- [Problem details]:
Copy out all of the records below word for word, leaving the pictures out of your copy.

○ ○ ○ ○

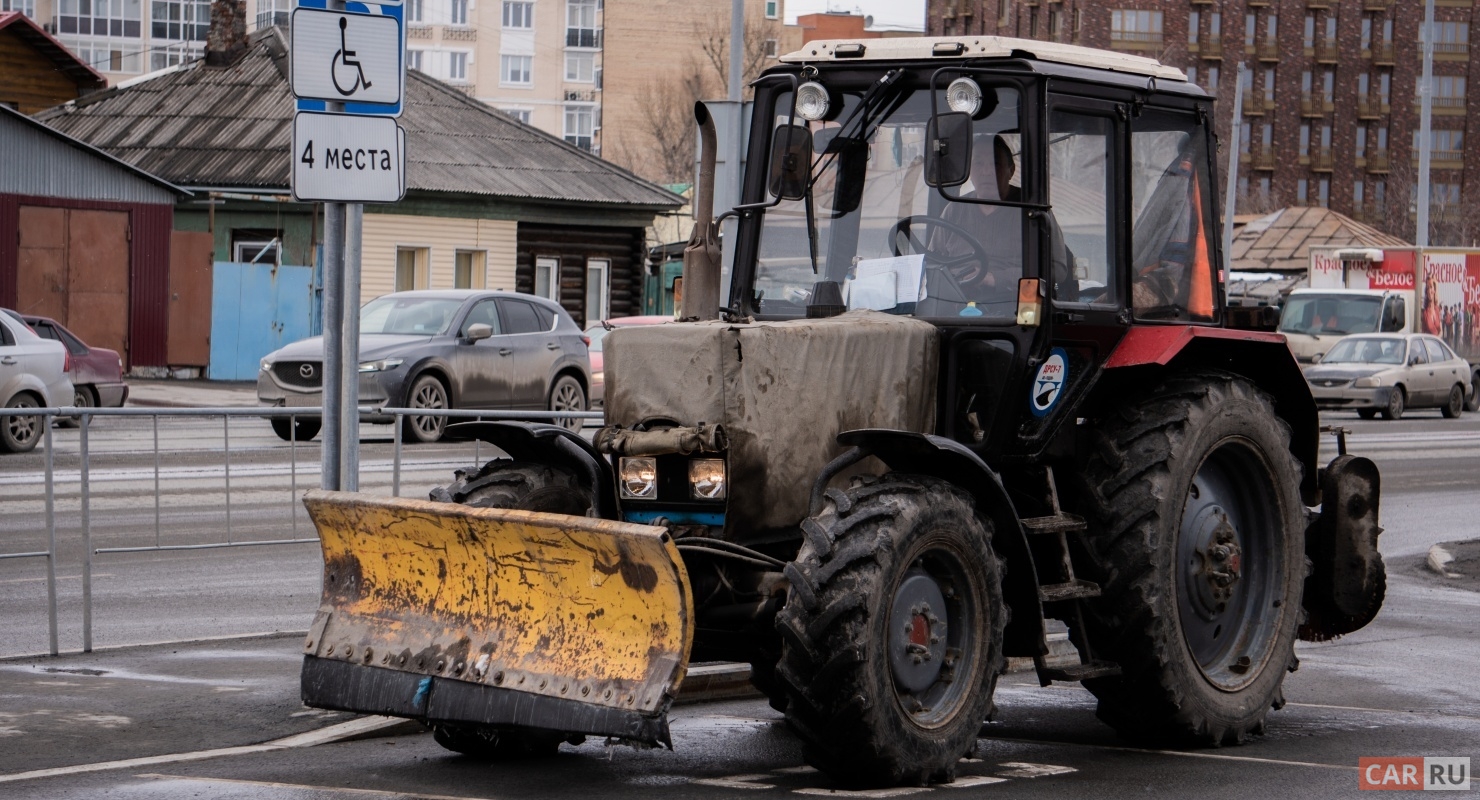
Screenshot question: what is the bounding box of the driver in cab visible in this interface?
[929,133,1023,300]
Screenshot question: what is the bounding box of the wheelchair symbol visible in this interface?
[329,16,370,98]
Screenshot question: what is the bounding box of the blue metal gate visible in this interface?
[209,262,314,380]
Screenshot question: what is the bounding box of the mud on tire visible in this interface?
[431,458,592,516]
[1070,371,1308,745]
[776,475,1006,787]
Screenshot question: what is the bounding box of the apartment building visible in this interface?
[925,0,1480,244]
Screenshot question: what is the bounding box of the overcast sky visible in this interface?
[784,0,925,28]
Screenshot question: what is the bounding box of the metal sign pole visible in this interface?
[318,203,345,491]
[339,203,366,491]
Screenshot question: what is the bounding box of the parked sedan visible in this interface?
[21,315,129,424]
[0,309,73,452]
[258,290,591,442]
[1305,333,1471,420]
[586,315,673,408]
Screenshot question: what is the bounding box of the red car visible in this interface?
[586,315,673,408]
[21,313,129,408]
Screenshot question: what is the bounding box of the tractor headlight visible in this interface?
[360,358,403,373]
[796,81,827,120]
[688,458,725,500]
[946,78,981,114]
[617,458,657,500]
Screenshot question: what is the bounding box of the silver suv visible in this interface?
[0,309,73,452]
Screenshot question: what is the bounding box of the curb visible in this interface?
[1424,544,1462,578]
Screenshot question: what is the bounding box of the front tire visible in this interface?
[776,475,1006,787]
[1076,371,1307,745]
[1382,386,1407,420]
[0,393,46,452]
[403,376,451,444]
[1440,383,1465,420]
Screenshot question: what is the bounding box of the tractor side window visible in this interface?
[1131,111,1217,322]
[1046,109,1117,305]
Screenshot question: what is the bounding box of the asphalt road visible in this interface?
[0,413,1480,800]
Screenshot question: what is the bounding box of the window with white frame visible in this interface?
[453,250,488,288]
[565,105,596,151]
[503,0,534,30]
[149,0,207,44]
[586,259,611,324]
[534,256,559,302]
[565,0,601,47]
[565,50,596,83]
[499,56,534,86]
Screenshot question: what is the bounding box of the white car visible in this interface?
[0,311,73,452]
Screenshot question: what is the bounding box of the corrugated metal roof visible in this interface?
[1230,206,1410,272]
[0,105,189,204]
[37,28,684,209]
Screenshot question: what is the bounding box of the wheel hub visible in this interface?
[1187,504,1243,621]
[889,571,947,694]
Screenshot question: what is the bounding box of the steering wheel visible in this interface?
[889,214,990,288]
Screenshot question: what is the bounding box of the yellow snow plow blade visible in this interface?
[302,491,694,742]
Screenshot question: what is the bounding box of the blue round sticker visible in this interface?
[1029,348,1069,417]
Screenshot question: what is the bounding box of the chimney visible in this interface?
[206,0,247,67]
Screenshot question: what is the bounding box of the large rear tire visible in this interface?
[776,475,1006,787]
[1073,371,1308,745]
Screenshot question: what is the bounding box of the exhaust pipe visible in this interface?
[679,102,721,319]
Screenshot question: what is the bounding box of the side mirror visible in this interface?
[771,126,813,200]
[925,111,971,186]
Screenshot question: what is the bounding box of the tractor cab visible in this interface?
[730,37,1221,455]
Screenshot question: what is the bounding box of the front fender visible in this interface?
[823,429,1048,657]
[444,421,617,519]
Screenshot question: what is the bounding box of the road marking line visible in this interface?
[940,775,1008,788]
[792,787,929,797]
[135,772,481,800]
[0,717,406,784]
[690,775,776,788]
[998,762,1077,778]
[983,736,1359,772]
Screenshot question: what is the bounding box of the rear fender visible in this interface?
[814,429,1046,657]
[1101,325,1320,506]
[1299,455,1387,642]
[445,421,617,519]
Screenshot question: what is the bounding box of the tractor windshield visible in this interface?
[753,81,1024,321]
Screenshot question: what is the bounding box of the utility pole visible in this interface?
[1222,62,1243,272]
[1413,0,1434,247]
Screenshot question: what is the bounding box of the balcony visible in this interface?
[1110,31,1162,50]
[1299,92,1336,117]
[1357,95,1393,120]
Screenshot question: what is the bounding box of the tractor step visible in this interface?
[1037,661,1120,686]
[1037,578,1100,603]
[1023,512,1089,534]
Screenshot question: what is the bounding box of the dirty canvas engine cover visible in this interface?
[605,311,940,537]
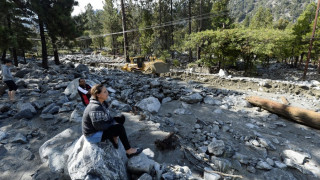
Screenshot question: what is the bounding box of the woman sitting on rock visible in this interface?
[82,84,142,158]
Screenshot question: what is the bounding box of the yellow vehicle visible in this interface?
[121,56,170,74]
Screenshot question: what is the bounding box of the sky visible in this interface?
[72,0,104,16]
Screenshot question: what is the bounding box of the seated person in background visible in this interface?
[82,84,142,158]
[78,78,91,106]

○ ○ ○ ○

- [Expected answer]:
Screenshot question: what is the bounding box of the driver in cab visible in this interface?
[929,133,1023,300]
Screenshot question: what is the bounding box of the wheelchair symbol visible in this interface?
[329,16,370,98]
Screenshot question: what is the bounding box of the blue metal gate visible in this interface?
[209,262,314,380]
Screenshot question: what is the bounding box of the mud on tire visible in this interface?
[431,458,592,516]
[1070,371,1308,745]
[776,475,1006,787]
Screenshot question: what is the bounding box of the apartment building visible in this interface?
[925,0,1480,244]
Screenshot question: what is the bounding box of the overcast sky visible in this interface?
[784,0,925,28]
Screenshot question: what is the bounding box of the metal sign pole visible in this interface?
[318,203,345,491]
[339,203,366,491]
Screenshot question: what is the bounding box of the parked sedan visible in this interface?
[21,315,129,424]
[0,309,73,452]
[258,290,591,442]
[1305,333,1471,420]
[586,315,673,408]
Screenshot question: what is the bounding box of the red car visible in this interface?
[586,315,673,408]
[21,313,129,408]
Screenshot question: what is the bounding box of the tractor headlight visible in this interface?
[360,358,403,373]
[796,81,827,120]
[688,458,725,500]
[946,78,981,114]
[617,458,657,500]
Screenshot question: what is the bounding box of the silver suv visible in this interface?
[0,309,73,452]
Screenshot question: what is the bounding box of the curb visible in this interface?
[1424,544,1462,578]
Screenshot question: what is the bounding box of the front tire visible in this interface?
[776,475,1006,787]
[1076,371,1307,745]
[1382,386,1407,420]
[0,393,46,452]
[403,376,451,444]
[1440,383,1465,420]
Screenshot question: what is the bounding box of the tractor side window visible in this interface?
[1131,111,1217,322]
[1046,109,1117,305]
Screenshot question: what is the bounding box of the asphalt road visible in this interface?
[0,413,1480,800]
Screenshot question: what is the bounding box of the window with white frame visible in this interface?
[453,250,488,288]
[565,105,596,151]
[503,0,534,30]
[149,0,207,44]
[586,259,611,324]
[534,256,559,302]
[565,0,601,47]
[565,50,596,83]
[499,56,534,86]
Screenshot question: what is the bounding box of the white car visible in this interface?
[0,311,73,452]
Screenshot question: what is the bounding box of the corrugated metal roof visible in this interface?
[1230,206,1410,272]
[0,105,189,204]
[37,28,684,209]
Screenshot question: what is the bounding box of the wheel hub visible in this interface?
[1187,504,1243,621]
[889,571,947,694]
Screenshot question: what is the bounding box of the steering wheel visible in this interface?
[889,214,990,288]
Screenshot question: what is the bounding box of the yellow snow plow blade visible in this interface?
[302,491,694,742]
Screenshot question: what is the bounding box of the blue round sticker visible in this interface?
[1029,348,1069,417]
Screenshot question: what is the bounding box of the chimney visible in this interface?
[206,0,247,67]
Screenshot question: what is the bounding box of the large rear tire visible in this interface?
[776,475,1006,787]
[1073,371,1308,745]
Screenshot question: what is the bounding box of the exhaust pipe visible in this interface?
[679,102,721,319]
Screenshot question: what is the bounding box of the side mirror visible in this interface?
[771,126,813,200]
[925,111,971,186]
Screenshot question: what is the bounding box of the tractor cab visible in this interface?
[730,37,1221,455]
Screenshot question: what is the bounding box of the front fender visible in this interface?
[823,429,1048,657]
[444,421,617,519]
Screenshot question: what is the bounding box of the road marking line visible in this interface?
[940,775,1008,788]
[792,787,929,797]
[135,772,481,800]
[0,717,406,784]
[690,775,776,788]
[998,762,1077,778]
[983,736,1359,772]
Screenshot question: what is the bounding box of the rear fender visible in this interface?
[814,429,1046,657]
[1101,325,1320,506]
[1299,455,1387,642]
[445,421,617,519]
Screenshot question: what is the bounding box of the tractor windshield visible in this interface?
[753,81,1024,321]
Screenshot question: what is the bounding box of the utility pole visible in this interface?
[1222,62,1243,272]
[1413,0,1434,247]
Screenshot question: what is the bounding box of the balcony visible in this interface?
[1110,31,1162,50]
[1299,92,1336,117]
[1357,95,1393,120]
Screenshot question: what is the bounding box of the tractor step visible in this interface?
[1037,661,1120,686]
[1037,578,1100,603]
[1023,512,1089,534]
Screenshot question: what is the bounding box of the dirty canvas engine cover visible in this interface?
[605,311,940,537]
Screenshot question: what is the bounding box of the woman sitting on rock visible in this interface?
[82,84,142,158]
Screenshot question: what is the bounding box of the yellow vehicle visible in this interface?
[121,56,170,74]
Screenshot question: what is the bounding box of the sky visible in this interface?
[72,0,104,16]
Screenshot question: what is the bounding box of the seated person in background visible in this interface?
[82,84,142,158]
[78,78,91,106]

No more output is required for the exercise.